-- Begin Quoted passage --
All was well until Ferdinand, Archduke of Austria, was elected king of Bohemia in 1617 (he later became Emperor Ferdinand II in 1619). He believed passionately – some would say fanatically – that dynastic, territorial and religious unity were inseparable. He never deviated from his conviction that he had a divine calling to restore the glory days of the Catholic empire.

Emperor Ferdinand II
Emperor Ferdinand II. (Photo by Imagno/Getty Images)

As far as Bohemia was concerned, Ferdinand had a more material interest. With its flourishing agricultural, mercantile and industrial activities – not to mention its gold and silver mining – Bohemia was the wealthiest province and a vital contributor to the imperial coffers. All this was known to the national leaders in Prague, who viewed the new regime with apprehension. The question in the forefront of their minds was whether Ferdinand would honour the Letter of Majesty. The new king gave formal assurances that he would do so, but in fact this was a lie intended to put the nationalists off their guard and to buy time until he was ready to strike.

For a few months Ferdinand’s tactics were successful. Protestant Bohemians watched the king and his Catholic supporters warily. It was a tense situation that needed only a tiny spark to set ablaze tinder-dry mutual hostilities. That spark, it transpired, was church building. The Lutherans [Protestant Christians who identified with the teachings of Martin Luther] wanted to erect two new places of worship – a freedom which was covered by the Letter of Majesty. But the king sequestered the land they planned to build on and instead granted it to the Catholic church. When the local people staged a protest, the Catholic deputy-governors arrested them.

Were the Protestants pushing to see how far they could go, or was the king being deliberately obstructive in order to provoke a crisis? It matters not who started the fight; the important fact is that various interested parties came together to accuse the king of infringing their rights to own property and to enjoy freedom of worship. The Protestant leaders demanded the release of the prisoners. When this was refused, they campaigned throughout the land for their supporters to converge on Prague for a mass demonstration. The date was set for 23 May 1618.

What happened on the day?

By dawn a large crowd had gathered outside the castle under the leadership of the veteran soldier Count Jindřich Thurn [who had served in the imperial army against the Ottoman empire]. When the Protestant deputies arrived for a showdown with their Catholic counterparts they were followed into the building by their angry supporters. Arrived in the small room where four Catholic deputies sat, the Protestant leaders demanded to know whether Ferdinand had ordered his Bohemian subjects to bow to his will on pain of death and whether the Catholic deputies had encouraged him to adopt this intransigent stance.

Two of the deputies satisfied their accusers of their innocence and were allowed to leave the church. That left behind Count Villem Slavata and Count Jaroslav Martinitz quaking before the impassioned mob that stood between them and the door. Thurn turned to his followers and urged them to show no mercy to the men who had urged the king to wage religious war on his Protestant subjects. They must not, he insisted, be allowed to escape with their lives.
-- End Quoted passage --
-- Begin Materials provided --
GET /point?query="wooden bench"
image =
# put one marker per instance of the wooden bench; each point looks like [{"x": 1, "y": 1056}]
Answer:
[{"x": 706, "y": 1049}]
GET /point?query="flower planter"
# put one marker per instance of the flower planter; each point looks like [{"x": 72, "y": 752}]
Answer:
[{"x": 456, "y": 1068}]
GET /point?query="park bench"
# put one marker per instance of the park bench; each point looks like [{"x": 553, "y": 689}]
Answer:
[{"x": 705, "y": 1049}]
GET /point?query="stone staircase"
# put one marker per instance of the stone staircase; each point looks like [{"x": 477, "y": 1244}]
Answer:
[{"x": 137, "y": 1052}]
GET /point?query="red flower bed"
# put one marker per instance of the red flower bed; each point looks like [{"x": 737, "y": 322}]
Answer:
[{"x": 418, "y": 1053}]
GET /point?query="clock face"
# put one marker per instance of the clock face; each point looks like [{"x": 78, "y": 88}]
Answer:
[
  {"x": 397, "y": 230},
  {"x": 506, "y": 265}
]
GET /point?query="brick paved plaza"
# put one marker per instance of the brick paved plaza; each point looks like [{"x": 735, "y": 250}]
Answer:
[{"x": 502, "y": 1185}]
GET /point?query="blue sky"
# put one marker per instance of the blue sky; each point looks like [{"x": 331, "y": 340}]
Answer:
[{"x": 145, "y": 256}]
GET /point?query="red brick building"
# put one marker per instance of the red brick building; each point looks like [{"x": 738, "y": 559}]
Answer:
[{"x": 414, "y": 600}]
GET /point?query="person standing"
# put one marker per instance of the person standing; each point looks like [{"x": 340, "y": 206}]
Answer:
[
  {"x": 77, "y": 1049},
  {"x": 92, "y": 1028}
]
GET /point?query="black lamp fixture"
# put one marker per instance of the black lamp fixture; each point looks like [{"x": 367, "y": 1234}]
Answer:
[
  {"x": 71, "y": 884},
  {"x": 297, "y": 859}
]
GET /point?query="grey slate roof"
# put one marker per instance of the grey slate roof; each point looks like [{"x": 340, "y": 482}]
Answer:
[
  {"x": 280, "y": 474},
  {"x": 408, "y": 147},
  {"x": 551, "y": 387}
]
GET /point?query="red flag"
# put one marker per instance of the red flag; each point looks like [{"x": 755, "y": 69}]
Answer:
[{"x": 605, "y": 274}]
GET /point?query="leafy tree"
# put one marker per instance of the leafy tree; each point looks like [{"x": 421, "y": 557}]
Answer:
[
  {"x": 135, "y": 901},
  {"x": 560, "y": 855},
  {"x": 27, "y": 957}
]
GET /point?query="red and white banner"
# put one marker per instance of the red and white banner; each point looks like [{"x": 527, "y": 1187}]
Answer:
-- End Materials provided --
Your tasks:
**1)** Do these statements agree with the passage on Ferdinand and Bohemia? Answer yes or no for each, quoting the deciding words of the passage: (a) Ferdinand was elected king of Bohemia in 1617. (b) The mass demonstration in Prague was set for 23 May 1619. (c) Three of the Catholic deputies were allowed to leave.
**2)** Which lines of the entries contain the string "leafy"? Gather each such line and copy it out.
The text on Ferdinand and Bohemia has no connection to the entries.

Answers to the exercise:
**1)**
(a) Yes: "was elected king of Bohemia in 1617"
(b) No: "The date was set for 23 May 1618."
(c) No: "Two of the deputies satisfied their accusers of their innocence"

**2)**
GET /point?query="leafy tree"
# put one marker per instance of the leafy tree; each point looks like [{"x": 421, "y": 557}]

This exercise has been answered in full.